Copy out the line that contains "Query: angular rock fragment" and the lines after it through the final one in the entries below, exactly, with no other lines.

INFORMATION:
▼
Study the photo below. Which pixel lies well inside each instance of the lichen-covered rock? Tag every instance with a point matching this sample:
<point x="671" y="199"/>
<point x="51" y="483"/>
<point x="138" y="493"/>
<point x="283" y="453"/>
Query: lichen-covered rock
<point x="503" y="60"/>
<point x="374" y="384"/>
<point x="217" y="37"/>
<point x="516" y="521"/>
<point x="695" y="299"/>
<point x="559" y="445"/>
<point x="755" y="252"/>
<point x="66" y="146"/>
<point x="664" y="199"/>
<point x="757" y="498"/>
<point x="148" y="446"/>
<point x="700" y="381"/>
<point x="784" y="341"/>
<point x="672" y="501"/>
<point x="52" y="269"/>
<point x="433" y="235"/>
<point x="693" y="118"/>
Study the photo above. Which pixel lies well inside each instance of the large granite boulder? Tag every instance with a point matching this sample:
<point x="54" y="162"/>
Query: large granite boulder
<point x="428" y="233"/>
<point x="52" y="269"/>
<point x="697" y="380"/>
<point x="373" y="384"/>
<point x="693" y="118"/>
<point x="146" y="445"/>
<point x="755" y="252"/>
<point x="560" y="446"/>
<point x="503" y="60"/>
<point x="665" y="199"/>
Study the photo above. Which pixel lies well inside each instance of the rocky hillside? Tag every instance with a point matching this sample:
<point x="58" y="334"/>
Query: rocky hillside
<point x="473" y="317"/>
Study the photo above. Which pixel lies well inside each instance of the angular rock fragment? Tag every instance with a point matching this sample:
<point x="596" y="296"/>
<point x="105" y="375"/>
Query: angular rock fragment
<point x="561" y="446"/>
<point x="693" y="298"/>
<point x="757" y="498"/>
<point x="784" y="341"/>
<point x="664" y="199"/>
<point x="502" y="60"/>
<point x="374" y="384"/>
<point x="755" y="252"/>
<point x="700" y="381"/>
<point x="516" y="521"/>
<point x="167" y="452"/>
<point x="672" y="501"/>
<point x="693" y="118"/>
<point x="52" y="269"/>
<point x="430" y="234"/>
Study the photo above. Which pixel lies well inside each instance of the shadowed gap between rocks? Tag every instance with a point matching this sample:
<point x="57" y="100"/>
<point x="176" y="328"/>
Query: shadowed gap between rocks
▲
ANSWER TO THIS PROBLEM:
Query: angular rock fragment
<point x="561" y="446"/>
<point x="693" y="298"/>
<point x="757" y="498"/>
<point x="784" y="341"/>
<point x="664" y="199"/>
<point x="502" y="60"/>
<point x="374" y="384"/>
<point x="755" y="252"/>
<point x="700" y="381"/>
<point x="516" y="521"/>
<point x="167" y="452"/>
<point x="672" y="501"/>
<point x="693" y="118"/>
<point x="52" y="269"/>
<point x="430" y="234"/>
Study the photo above. Which pixel lies well inside each instance of the shadowed gap between rocks? Tag every instance with a point matching this sample:
<point x="57" y="100"/>
<point x="176" y="328"/>
Query: shadowed gap between rocks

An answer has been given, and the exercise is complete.